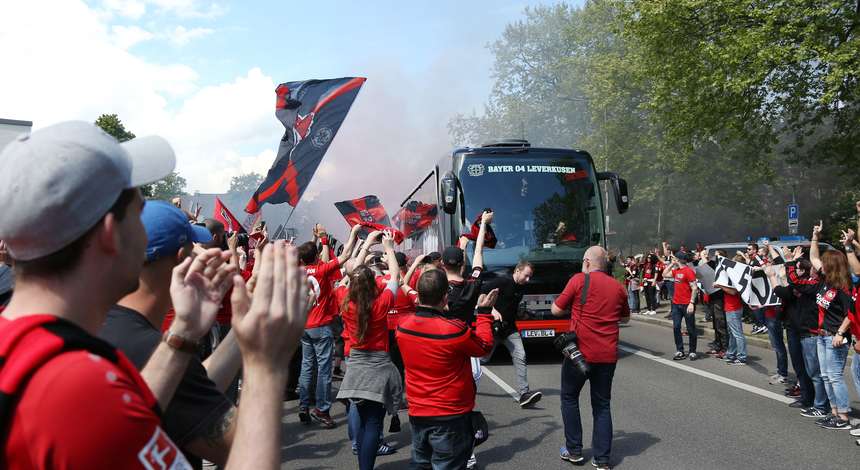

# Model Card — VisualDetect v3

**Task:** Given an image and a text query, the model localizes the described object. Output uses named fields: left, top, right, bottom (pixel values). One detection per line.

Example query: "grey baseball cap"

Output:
left=0, top=121, right=176, bottom=261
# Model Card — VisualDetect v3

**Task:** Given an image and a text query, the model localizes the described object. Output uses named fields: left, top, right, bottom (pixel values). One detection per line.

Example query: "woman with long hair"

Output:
left=810, top=223, right=854, bottom=429
left=337, top=235, right=402, bottom=470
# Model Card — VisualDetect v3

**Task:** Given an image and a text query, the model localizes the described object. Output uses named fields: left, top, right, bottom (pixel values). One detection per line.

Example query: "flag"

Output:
left=460, top=212, right=496, bottom=248
left=212, top=196, right=246, bottom=233
left=245, top=77, right=367, bottom=214
left=391, top=201, right=439, bottom=237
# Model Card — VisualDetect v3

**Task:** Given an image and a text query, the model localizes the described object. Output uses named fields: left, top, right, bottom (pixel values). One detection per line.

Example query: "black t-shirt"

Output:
left=481, top=274, right=524, bottom=336
left=99, top=305, right=233, bottom=468
left=445, top=268, right=481, bottom=325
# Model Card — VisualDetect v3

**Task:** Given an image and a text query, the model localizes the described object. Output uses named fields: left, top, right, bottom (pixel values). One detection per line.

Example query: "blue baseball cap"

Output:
left=140, top=201, right=212, bottom=261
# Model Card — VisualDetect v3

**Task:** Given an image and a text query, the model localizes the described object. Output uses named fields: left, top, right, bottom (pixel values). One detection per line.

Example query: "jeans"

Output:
left=816, top=336, right=851, bottom=413
left=711, top=298, right=729, bottom=351
left=627, top=287, right=639, bottom=312
left=764, top=318, right=788, bottom=377
left=561, top=358, right=615, bottom=464
left=349, top=400, right=385, bottom=470
left=800, top=336, right=830, bottom=413
left=726, top=310, right=747, bottom=362
left=299, top=325, right=334, bottom=412
left=481, top=331, right=529, bottom=396
left=409, top=414, right=475, bottom=470
left=645, top=286, right=657, bottom=311
left=785, top=327, right=815, bottom=407
left=672, top=304, right=696, bottom=353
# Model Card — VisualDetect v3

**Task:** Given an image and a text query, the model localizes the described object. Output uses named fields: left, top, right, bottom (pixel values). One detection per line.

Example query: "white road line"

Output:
left=618, top=344, right=794, bottom=403
left=481, top=366, right=520, bottom=401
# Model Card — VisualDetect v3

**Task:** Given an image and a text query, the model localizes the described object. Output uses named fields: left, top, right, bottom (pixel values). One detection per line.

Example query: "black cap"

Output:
left=442, top=246, right=465, bottom=266
left=394, top=251, right=408, bottom=268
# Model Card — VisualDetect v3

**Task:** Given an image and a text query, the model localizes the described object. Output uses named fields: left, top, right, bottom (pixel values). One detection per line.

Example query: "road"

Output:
left=283, top=321, right=860, bottom=470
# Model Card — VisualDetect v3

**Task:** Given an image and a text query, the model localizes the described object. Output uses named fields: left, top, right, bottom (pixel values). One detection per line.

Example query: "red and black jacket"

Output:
left=397, top=306, right=493, bottom=418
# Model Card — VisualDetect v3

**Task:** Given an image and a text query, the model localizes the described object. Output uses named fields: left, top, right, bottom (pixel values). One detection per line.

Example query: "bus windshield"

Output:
left=459, top=156, right=603, bottom=269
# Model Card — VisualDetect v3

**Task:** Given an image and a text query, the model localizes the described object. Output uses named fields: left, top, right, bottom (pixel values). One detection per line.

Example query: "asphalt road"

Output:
left=283, top=321, right=860, bottom=470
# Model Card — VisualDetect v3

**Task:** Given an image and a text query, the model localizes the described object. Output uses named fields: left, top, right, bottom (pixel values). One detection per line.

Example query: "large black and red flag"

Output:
left=245, top=77, right=367, bottom=214
left=391, top=201, right=439, bottom=237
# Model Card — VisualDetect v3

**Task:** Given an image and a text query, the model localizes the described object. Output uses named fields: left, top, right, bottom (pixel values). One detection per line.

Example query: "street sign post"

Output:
left=788, top=204, right=800, bottom=235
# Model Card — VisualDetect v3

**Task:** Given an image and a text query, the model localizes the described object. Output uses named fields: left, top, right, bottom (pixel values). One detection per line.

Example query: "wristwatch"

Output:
left=161, top=330, right=197, bottom=354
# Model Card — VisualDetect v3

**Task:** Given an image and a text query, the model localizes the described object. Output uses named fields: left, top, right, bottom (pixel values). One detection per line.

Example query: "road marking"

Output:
left=618, top=344, right=794, bottom=404
left=481, top=366, right=520, bottom=401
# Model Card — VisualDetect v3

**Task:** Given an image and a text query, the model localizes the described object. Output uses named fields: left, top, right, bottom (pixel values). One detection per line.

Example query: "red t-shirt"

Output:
left=335, top=286, right=394, bottom=351
left=672, top=266, right=696, bottom=305
left=0, top=346, right=191, bottom=469
left=305, top=258, right=340, bottom=328
left=555, top=271, right=630, bottom=363
left=723, top=292, right=744, bottom=312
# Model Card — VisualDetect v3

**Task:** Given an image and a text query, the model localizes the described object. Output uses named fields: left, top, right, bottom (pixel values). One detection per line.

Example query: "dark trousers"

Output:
left=561, top=359, right=615, bottom=464
left=672, top=304, right=697, bottom=352
left=409, top=414, right=475, bottom=470
left=785, top=327, right=815, bottom=407
left=710, top=299, right=729, bottom=351
left=352, top=400, right=385, bottom=470
left=645, top=286, right=657, bottom=311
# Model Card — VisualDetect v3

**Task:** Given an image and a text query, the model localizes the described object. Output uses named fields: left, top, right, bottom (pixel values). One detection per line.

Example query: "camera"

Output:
left=553, top=331, right=588, bottom=375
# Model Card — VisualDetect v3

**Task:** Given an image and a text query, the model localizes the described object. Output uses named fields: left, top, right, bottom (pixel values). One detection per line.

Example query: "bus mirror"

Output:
left=439, top=171, right=457, bottom=214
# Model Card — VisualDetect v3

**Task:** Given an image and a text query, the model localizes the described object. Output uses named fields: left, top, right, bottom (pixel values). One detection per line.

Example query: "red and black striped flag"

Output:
left=245, top=77, right=367, bottom=214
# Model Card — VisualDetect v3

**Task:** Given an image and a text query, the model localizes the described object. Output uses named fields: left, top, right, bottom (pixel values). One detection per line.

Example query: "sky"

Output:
left=0, top=0, right=579, bottom=226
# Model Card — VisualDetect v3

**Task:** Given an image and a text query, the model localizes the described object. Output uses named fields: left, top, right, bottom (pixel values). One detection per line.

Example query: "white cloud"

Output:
left=165, top=26, right=215, bottom=46
left=111, top=25, right=155, bottom=49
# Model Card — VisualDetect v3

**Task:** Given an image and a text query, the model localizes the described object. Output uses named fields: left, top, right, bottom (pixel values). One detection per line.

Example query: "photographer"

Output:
left=552, top=246, right=630, bottom=470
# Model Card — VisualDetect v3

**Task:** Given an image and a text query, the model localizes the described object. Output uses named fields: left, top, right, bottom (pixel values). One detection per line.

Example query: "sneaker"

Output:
left=520, top=392, right=543, bottom=408
left=559, top=447, right=585, bottom=465
left=310, top=408, right=335, bottom=429
left=800, top=406, right=827, bottom=419
left=591, top=459, right=610, bottom=470
left=299, top=408, right=311, bottom=424
left=466, top=452, right=478, bottom=470
left=821, top=417, right=851, bottom=429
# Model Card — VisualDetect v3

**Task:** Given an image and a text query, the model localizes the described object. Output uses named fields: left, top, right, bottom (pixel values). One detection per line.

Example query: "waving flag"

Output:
left=392, top=201, right=439, bottom=237
left=212, top=196, right=246, bottom=233
left=245, top=77, right=367, bottom=214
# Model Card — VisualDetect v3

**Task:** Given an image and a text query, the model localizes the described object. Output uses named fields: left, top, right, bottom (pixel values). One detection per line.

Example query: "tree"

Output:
left=227, top=172, right=263, bottom=194
left=95, top=114, right=187, bottom=201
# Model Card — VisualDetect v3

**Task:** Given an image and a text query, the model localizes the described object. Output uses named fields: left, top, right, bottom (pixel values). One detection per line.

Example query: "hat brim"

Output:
left=191, top=224, right=212, bottom=243
left=121, top=135, right=176, bottom=188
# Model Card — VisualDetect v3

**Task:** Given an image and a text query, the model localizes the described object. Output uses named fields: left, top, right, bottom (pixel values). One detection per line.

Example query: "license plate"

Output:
left=522, top=330, right=555, bottom=338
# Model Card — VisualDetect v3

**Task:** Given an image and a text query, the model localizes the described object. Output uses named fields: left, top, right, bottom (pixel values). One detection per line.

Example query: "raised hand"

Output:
left=170, top=248, right=236, bottom=341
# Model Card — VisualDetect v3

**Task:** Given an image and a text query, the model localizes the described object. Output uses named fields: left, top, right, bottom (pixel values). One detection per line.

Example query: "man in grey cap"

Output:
left=0, top=122, right=308, bottom=469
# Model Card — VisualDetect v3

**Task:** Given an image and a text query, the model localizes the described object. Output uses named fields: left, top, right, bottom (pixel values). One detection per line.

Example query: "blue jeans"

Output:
left=764, top=318, right=788, bottom=377
left=299, top=325, right=334, bottom=412
left=561, top=358, right=615, bottom=464
left=800, top=336, right=830, bottom=413
left=409, top=414, right=475, bottom=470
left=785, top=327, right=815, bottom=407
left=816, top=336, right=851, bottom=413
left=672, top=304, right=696, bottom=353
left=349, top=400, right=385, bottom=470
left=726, top=310, right=747, bottom=362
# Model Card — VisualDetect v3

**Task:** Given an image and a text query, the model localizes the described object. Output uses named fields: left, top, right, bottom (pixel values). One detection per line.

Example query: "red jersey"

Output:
left=0, top=318, right=191, bottom=470
left=723, top=292, right=744, bottom=312
left=555, top=271, right=630, bottom=363
left=335, top=286, right=394, bottom=351
left=672, top=266, right=696, bottom=305
left=396, top=306, right=493, bottom=417
left=305, top=258, right=340, bottom=328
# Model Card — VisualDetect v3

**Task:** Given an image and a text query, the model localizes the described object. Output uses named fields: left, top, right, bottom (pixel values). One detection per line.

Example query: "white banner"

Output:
left=714, top=258, right=780, bottom=308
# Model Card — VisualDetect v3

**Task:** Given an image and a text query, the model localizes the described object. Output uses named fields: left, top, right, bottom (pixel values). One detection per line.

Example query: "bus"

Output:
left=394, top=140, right=629, bottom=340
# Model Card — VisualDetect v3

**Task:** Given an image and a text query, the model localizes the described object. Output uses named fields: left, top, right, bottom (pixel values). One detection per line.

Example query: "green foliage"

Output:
left=227, top=172, right=263, bottom=194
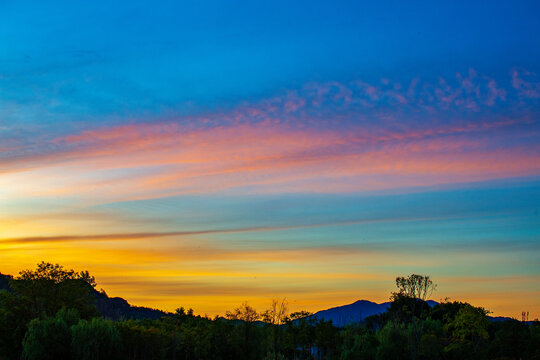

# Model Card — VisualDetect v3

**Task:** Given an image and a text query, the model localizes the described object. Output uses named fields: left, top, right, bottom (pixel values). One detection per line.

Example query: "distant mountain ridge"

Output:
left=0, top=273, right=511, bottom=327
left=312, top=300, right=438, bottom=327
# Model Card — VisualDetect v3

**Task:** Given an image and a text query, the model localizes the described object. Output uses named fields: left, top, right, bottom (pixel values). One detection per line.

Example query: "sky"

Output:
left=0, top=0, right=540, bottom=318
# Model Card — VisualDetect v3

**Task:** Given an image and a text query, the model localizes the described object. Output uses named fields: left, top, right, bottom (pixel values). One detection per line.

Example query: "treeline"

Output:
left=0, top=263, right=540, bottom=360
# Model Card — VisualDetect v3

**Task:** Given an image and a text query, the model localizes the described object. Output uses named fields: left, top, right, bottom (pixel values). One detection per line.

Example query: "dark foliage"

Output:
left=0, top=263, right=540, bottom=360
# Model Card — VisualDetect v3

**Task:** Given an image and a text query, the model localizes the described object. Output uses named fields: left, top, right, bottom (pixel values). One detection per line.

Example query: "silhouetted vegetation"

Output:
left=0, top=263, right=540, bottom=360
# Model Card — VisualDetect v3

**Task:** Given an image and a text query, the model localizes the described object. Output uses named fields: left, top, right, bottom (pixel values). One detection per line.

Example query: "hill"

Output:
left=0, top=273, right=169, bottom=320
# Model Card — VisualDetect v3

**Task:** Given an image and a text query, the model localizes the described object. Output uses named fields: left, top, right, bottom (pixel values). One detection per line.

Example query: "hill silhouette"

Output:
left=0, top=273, right=170, bottom=320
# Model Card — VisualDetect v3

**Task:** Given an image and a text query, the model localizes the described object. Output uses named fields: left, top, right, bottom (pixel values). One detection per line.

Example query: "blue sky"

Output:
left=0, top=1, right=540, bottom=316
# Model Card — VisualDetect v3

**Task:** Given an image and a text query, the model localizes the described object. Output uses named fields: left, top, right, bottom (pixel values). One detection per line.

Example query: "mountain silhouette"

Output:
left=312, top=300, right=437, bottom=327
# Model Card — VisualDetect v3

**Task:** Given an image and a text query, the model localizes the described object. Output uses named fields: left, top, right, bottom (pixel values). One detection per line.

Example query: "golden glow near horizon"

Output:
left=0, top=10, right=540, bottom=318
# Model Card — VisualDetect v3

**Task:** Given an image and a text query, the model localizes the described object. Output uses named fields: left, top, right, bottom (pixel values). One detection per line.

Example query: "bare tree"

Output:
left=392, top=274, right=437, bottom=301
left=261, top=298, right=288, bottom=359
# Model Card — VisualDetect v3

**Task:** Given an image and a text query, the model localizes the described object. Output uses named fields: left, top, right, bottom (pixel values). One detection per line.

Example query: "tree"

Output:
left=22, top=310, right=76, bottom=360
left=392, top=274, right=437, bottom=301
left=71, top=318, right=122, bottom=360
left=377, top=322, right=410, bottom=360
left=261, top=298, right=288, bottom=360
left=445, top=305, right=489, bottom=357
left=390, top=274, right=436, bottom=359
left=10, top=262, right=97, bottom=319
left=225, top=302, right=261, bottom=359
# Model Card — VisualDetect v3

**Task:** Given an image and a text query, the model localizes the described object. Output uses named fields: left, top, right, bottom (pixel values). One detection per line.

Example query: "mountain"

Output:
left=0, top=273, right=169, bottom=320
left=312, top=300, right=437, bottom=327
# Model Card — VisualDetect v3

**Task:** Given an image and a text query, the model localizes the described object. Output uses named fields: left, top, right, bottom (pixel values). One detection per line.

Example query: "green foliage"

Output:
left=71, top=318, right=122, bottom=360
left=118, top=320, right=171, bottom=360
left=377, top=322, right=411, bottom=360
left=22, top=314, right=71, bottom=360
left=0, top=263, right=540, bottom=360
left=10, top=262, right=97, bottom=319
left=340, top=327, right=379, bottom=360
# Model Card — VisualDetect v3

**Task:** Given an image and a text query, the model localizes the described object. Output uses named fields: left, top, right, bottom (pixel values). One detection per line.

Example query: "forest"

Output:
left=0, top=262, right=540, bottom=360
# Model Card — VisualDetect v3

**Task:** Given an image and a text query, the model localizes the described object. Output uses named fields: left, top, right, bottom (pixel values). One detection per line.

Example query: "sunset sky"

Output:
left=0, top=0, right=540, bottom=318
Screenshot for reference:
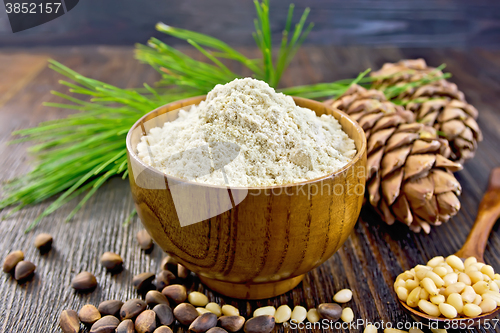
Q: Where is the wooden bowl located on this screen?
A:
[127,96,366,299]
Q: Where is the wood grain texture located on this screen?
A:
[0,45,500,333]
[0,0,500,48]
[127,96,366,299]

━━━━━━━━━━

▸ Objective
Pick out every line in the rows above that contains the string "hill", and copy each one. Case counts.

▸ Final result
Example query: "hill"
Example query: "hill silhouette"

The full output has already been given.